(Dataset records)

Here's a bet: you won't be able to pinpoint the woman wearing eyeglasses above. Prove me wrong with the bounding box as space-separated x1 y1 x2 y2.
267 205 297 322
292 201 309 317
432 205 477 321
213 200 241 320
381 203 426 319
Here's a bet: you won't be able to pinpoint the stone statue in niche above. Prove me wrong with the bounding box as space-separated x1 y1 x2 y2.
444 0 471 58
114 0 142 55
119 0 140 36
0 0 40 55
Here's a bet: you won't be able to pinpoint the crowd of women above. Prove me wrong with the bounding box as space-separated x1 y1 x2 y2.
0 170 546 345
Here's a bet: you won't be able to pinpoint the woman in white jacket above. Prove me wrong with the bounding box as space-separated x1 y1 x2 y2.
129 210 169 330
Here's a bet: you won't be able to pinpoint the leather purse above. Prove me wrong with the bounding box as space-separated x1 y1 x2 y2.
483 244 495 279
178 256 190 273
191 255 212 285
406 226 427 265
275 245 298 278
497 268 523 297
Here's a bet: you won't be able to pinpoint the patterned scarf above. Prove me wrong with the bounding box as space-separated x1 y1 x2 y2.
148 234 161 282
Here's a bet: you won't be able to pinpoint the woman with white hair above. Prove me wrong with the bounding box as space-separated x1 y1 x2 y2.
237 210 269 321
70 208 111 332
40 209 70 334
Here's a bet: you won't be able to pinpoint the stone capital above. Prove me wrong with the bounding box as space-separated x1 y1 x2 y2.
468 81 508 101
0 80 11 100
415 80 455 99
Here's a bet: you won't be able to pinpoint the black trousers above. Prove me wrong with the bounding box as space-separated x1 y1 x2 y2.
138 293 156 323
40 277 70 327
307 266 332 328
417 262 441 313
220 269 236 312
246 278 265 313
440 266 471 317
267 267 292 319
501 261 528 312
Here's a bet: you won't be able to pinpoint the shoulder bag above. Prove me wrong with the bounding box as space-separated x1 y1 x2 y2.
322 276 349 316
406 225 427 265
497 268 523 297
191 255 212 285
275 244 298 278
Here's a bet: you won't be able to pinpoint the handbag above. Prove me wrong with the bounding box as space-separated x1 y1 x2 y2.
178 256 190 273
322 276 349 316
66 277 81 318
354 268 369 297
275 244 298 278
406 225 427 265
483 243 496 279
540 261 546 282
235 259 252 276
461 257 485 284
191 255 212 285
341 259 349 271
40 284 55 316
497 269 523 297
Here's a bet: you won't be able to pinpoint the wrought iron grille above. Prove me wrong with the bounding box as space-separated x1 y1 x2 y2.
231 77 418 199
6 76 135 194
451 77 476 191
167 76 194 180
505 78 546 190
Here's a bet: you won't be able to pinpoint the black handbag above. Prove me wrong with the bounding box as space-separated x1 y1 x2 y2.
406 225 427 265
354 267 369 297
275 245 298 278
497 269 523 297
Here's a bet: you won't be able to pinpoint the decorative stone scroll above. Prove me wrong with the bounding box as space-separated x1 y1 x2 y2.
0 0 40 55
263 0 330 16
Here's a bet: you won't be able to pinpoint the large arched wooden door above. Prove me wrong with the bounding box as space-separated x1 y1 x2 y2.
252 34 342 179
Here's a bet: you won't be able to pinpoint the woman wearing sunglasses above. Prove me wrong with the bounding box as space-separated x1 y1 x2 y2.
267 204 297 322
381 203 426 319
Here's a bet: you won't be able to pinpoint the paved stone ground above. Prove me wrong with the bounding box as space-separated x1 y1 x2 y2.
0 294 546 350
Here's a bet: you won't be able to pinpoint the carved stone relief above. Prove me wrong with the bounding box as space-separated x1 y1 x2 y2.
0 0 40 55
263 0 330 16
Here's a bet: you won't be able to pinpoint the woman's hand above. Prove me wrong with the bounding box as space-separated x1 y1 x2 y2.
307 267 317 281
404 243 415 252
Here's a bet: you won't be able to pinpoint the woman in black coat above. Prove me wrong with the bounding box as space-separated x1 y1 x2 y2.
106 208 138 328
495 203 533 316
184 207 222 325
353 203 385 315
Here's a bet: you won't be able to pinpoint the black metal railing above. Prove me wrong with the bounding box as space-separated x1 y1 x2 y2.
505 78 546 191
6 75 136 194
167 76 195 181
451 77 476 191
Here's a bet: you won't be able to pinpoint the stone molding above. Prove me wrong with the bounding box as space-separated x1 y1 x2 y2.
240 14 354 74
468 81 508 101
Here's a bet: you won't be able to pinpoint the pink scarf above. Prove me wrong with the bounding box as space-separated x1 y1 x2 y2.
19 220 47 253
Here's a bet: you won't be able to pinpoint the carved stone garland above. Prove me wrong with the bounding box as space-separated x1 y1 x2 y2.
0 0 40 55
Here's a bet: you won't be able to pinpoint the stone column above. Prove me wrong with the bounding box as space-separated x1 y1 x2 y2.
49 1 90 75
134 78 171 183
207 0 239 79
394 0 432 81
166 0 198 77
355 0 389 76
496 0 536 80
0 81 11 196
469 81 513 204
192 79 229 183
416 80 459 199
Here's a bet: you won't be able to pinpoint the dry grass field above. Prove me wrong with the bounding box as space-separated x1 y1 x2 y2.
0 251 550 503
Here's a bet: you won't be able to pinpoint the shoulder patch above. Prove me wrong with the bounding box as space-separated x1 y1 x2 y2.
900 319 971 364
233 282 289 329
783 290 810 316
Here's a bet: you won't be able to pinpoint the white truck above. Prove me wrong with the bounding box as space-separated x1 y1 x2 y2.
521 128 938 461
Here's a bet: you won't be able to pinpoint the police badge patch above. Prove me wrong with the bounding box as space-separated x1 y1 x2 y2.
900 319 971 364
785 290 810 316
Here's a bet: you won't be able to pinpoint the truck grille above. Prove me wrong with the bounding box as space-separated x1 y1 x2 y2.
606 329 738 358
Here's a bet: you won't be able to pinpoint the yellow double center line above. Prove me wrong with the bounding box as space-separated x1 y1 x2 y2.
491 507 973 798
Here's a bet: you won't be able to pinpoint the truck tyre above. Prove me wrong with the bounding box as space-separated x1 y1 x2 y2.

▶ **EXERCISE DETAILS**: Please write out every one of the items above word for word, keeping each line as it appears.

▶ **ANSWER TO THE PROBLEM**:
Here's a bet: you won't be able to pinpoint the woman wearing eyeglasses above. Prove me wrong with the bounding box as space-separated x1 y1 x2 y2.
267 205 297 322
292 201 309 317
432 205 477 321
213 200 241 320
381 203 426 319
Here's a bet: you won't be able to pinpoint the stone statue in niche above. Prove me wrong with the bounding box as space-separated x1 y1 x2 y2.
444 0 471 58
114 0 142 55
119 0 140 36
0 0 40 55
Here's a bet: you won't be able to pinpoint the crowd of women above. Prove me wrong with the bounding box as space-separated x1 y1 x2 y2.
0 170 546 345
Here's a bet: you won't be able to pinpoint the woman in white jacket above. Prove me wrong with the bounding box as space-separated x1 y1 x2 y2.
129 210 169 330
Here's a bet: you won't be able to pinpoint the leather purse above. Prove me wrong with the bounding box as space-separated x1 y1 x2 y2.
483 244 495 279
178 256 190 273
191 255 212 285
406 226 427 265
275 245 298 278
497 268 523 297
Here's a bet: you won't be able to pinpoint the patterned scarf above. Prove me wrong with the bounding box as space-separated x1 y1 x2 y2.
148 234 161 282
Here's a bet: you won't be able to pinpoint the woman with white hair above. Prove me wrong with the bounding box as space-separated x1 y1 x2 y2.
237 210 269 321
70 208 111 332
40 209 70 334
Here's a bet: you won't be able to pinpoint the stone capital above. Prove me wrong with the bounding box as space-separated x1 y1 x2 y2.
468 81 508 101
0 80 11 100
415 80 455 99
Here's a bet: you won't be able to pinpoint the black trousers above. Prove me wrong with the bounding box as space-separated x1 y1 x2 y2.
138 293 156 323
40 277 70 327
307 266 332 328
417 262 441 313
220 269 236 312
246 278 265 313
440 266 471 317
267 267 292 319
501 261 528 312
Here's a bet: you won't be able to pinpoint the shoulder bag above. Prove me wrong with the bounding box as space-separated x1 y1 x2 y2.
322 276 349 316
406 225 427 265
497 268 523 297
191 255 212 285
275 244 298 278
Here's a bet: you won't be able to pinpoint the handbag above. Prove me wrong with the bounding box as space-separated x1 y1 x2 y2.
178 256 190 273
322 276 349 316
66 277 81 318
354 268 369 297
275 244 298 278
406 225 427 265
483 243 496 279
540 261 546 282
235 259 252 276
461 257 485 284
191 255 212 285
341 259 349 271
40 284 55 316
497 269 523 297
Here's a bet: you won't be able to pinpoint the wrought iron grille above. Prove me wrong with the bounding box as space-separated x1 y1 x2 y2.
231 77 418 199
6 76 135 194
451 77 476 191
167 76 194 180
505 78 546 190
Here's a bet: you won't be able to pinpoint the black handbag above. Prove me wrong with the bounding box as space-separated x1 y1 x2 y2.
406 225 427 265
354 267 369 297
275 245 298 278
497 269 523 297
Here's a bet: you won't be able to pinpoint the decorative stone scroll above. Prove me wrong with the bounding box as space-separated x1 y1 x2 y2.
0 0 40 55
263 0 330 16
Here's a bet: you won't be able to pinpoint the large arched wooden door above. Prove me wrong with the bounding box as space-separated x1 y1 x2 y2.
252 34 342 179
Here's a bet: you won't be able to pinpoint the woman wearing sunglasses above. Prove me wrong with the bounding box as space-separated x1 y1 x2 y2.
267 204 297 322
381 203 426 319
Here's a bet: you won't be able to pinpoint the paved stone ground above. Prove me wrong with the bounding box as space-separated x1 y1 x2 y2.
0 294 546 350
Here's a bet: you won't be able to pinpoint the carved stone relief above. Prove me wrong with the bounding box as space-separated x1 y1 x2 y2.
0 0 40 55
263 0 330 16
Here's a bet: you won't be able to pinpoint the woman's hand above. Prove me wrong with the bounding box as space-separated x1 y1 x2 y2.
307 267 317 281
404 243 415 252
Here's a bet: you won't be able to pinpoint the woman in black coat above. Prove me wrong with the bounding box as space-separated x1 y1 x2 y2.
106 208 138 328
495 203 533 316
184 207 222 325
353 203 385 315
Here's a bet: you won't be able to pinpoint the black metal railing above. Prove me wrong with the bounding box as space-separated x1 y1 x2 y2.
505 78 546 191
6 75 136 194
167 76 195 181
451 77 476 191
Here's a bet: you won't be able to pinpoint the stone molding above. Prove me wrong with the bounding box as space-separated x1 y1 x2 y2.
240 14 354 74
468 81 508 101
Here's a bet: you won't be able to pinpoint the pink scarf above. Prove me wrong with the bounding box as space-separated x1 y1 x2 y2.
19 220 47 253
Here's a bet: you won't be able to pinpoint the carved stone garland above. Prove me wrong with the bounding box as space-separated x1 y1 x2 y2.
0 0 40 55
Here's a bet: you won't be able to pinpoint the stone column above. Prove me wrong with the bounding box as space-separated x1 y1 x2 y2.
49 1 90 75
134 78 171 183
207 0 239 79
394 0 432 81
166 0 198 77
355 0 389 76
496 0 536 80
0 81 11 196
469 81 513 204
192 79 229 183
416 80 459 199
Here's a bet: you won't be able to pinpoint the dry grass field above. Prove me wrong with the bounding box as space-separated x1 y1 x2 y2.
0 251 550 503
Here's a bet: you won't be able to pinpoint the shoulder patch above. Prove me wrong with the bounding box as space-separated x1 y1 x2 y2.
900 319 971 364
233 282 289 329
783 290 810 316
Here's a bet: you won't be able to pinpoint the white truck above. Prove me wrong with the bounding box as space-separated x1 y1 x2 y2.
521 128 938 461
Here's a bet: you won't be able to pinpoint the police badge patch above. Prove me wrong with the bounding box as space-separated x1 y1 x2 y2.
900 319 971 364
785 290 810 316
Here's a bet: you won't be able to pinpoint the truck grille above. Prove me wrong with the bounding box as space-separated x1 y1 x2 y2.
606 329 738 358
Here's a bet: you won't be able to pinpoint the yellow double center line above. Prove me wrong with the bounding box as space-separated x1 y1 x2 y2.
491 507 973 798
Here's a bet: you won't be able to pinpoint the truck tyre above. Prove me wrong with the bounding box as space-separated x1 y1 x2 y2.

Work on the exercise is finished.